Alexanders Albumtipp der Woche: Manfred Maurenbrecher – Inneres Ausland

 In CD-Tipp

Inneres Ausland – nichts zum Nebenbeihören! Wenn der geniale Liederzähler Manfred Maurenbrecher mit seiner herrlich rauen Stimme erdig bis bluesig die Gedankenfluten loslässt, heißt es Innehalten und Mitdenken, Mitfühlen. Maurenbrecher gelingt, was guten Liederschreibern gelingt – wir suchen und finden uns selbst in seinen Liedern. (Alexander Kinsky)

Das im März 2020 bei Reptiphon veröffentlichte Album gibt sich vielfach balladesk bis bluesig, mit seinen erdigen Arrangements, tlw. nur das Klavier bzw. klavierdominierte Klänge, tlw. sogar mit Chor.

Ja, es sind Zuhörlieder, textintensive Genau-Hinhörlieder, man sollte unbedingt ganz genau hinhören, es gibt da so viel zum Überdenken, Weiterdenken, Handeln. Musik und Text stammen fast ausschließlich von Manfred Maurenbrecher selbst.

Das Dunkel von mir, die Ballade vom Zuhausesein im eigenen Dunkel, ist gleich ein ganz starker Opener.

Nun erfahren wir herzlich und liebevoll beobachtet, wen aller Der Chor zu einen vermag.

● **Aufgabe**
Aktualisiere den Abschnitt der Albumbesprechung von „Alexanders Albumtipp der“ bis „Liedern. (Alexander Kinsky)“, indem du „Liederzähler“ durch „Liedermacher“ ersetzt. Die Daten werden hierfür nicht gebraucht.

● **Aufgeführte Daten**
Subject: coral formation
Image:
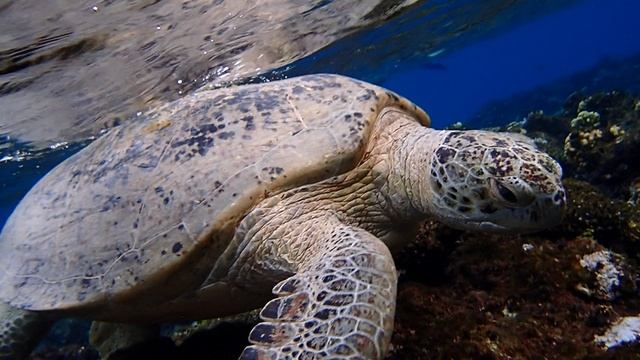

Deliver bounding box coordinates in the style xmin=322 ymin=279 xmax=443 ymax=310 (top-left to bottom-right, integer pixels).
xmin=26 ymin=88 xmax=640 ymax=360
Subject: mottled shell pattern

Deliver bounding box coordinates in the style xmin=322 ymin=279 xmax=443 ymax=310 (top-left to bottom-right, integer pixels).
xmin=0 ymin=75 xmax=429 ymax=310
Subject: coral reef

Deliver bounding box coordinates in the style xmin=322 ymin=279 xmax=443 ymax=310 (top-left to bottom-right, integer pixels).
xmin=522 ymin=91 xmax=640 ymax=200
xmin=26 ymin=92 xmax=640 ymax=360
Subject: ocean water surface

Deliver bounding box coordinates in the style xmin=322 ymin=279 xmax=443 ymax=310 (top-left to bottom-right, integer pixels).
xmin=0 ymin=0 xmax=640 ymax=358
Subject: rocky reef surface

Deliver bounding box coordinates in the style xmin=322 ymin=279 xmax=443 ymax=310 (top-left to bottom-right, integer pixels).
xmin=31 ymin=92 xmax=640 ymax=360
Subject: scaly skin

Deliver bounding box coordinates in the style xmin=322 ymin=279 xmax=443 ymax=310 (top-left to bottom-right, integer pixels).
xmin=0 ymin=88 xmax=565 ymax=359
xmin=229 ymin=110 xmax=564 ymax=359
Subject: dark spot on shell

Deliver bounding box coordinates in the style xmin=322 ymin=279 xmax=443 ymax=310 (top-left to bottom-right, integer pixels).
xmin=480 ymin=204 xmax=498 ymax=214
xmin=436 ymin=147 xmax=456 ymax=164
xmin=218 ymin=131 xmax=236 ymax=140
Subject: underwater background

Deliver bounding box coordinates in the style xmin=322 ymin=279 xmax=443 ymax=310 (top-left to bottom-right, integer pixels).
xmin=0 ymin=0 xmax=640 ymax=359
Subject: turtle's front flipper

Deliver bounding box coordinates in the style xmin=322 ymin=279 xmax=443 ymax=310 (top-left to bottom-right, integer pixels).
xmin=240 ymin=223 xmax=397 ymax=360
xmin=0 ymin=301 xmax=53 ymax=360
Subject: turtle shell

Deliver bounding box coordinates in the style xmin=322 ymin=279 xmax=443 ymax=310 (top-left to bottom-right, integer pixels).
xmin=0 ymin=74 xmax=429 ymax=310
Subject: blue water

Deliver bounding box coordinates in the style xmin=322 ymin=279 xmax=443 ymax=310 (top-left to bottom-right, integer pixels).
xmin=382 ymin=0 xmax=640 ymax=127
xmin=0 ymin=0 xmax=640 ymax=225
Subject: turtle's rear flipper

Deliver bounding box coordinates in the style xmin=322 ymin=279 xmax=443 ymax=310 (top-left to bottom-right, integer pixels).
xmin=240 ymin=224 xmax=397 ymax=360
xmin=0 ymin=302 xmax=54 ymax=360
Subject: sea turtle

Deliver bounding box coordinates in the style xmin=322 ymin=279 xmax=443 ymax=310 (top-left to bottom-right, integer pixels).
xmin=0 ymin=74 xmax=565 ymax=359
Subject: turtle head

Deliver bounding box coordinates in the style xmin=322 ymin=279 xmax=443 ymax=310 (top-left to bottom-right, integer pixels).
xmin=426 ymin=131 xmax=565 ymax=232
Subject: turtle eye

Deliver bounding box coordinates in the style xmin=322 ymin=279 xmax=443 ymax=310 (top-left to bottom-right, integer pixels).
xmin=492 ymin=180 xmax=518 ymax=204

● **Vollständige Antwort**
Alexanders Albumtipp der Woche: Manfred Maurenbrecher – Inneres Ausland

 In CD-Tipp

Inneres Ausland – nichts zum Nebenbeihören! Wenn der geniale Liedermacher Manfred Maurenbrecher mit seiner herrlich rauen Stimme erdig bis bluesig die Gedankenfluten loslässt, heißt es Innehalten und Mitdenken, Mitfühlen. Maurenbrecher gelingt, was guten Liederschreibern gelingt – wir suchen und finden uns selbst in seinen Liedern. (Alexander Kinsky)